## [INFORMATION SUPPLIED]
• • • •

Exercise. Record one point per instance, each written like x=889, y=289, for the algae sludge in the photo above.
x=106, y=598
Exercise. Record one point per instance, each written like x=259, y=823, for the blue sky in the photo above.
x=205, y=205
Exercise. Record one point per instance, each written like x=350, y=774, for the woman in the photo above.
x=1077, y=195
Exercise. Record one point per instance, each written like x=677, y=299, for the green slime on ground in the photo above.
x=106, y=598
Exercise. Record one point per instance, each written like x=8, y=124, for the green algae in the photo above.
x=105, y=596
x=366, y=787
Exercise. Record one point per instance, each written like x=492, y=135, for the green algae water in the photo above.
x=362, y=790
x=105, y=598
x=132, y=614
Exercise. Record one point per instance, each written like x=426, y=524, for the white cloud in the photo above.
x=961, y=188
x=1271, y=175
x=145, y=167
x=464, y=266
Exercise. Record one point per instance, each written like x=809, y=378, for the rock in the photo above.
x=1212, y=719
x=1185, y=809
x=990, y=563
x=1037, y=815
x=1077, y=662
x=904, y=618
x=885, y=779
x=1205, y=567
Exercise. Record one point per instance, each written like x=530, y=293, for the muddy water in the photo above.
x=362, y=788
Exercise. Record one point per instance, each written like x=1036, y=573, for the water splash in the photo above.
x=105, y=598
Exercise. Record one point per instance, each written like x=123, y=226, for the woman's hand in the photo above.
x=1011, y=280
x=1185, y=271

• • • •

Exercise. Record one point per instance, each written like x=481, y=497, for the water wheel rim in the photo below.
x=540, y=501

• • • •

## [PROBLEM REQUIREMENTS]
Please show every line of the records that contains the word "algae", copying each one in full.

## [COMPLETED TASK]
Exercise. Record one point per instance, each written like x=889, y=289, for the algae sludge in the photo above.
Exercise. Record one point per instance, each written like x=8, y=124, for the green algae in the photo above.
Exercise. Record one point per instance, each written like x=492, y=135, for the green algae water in the photo above.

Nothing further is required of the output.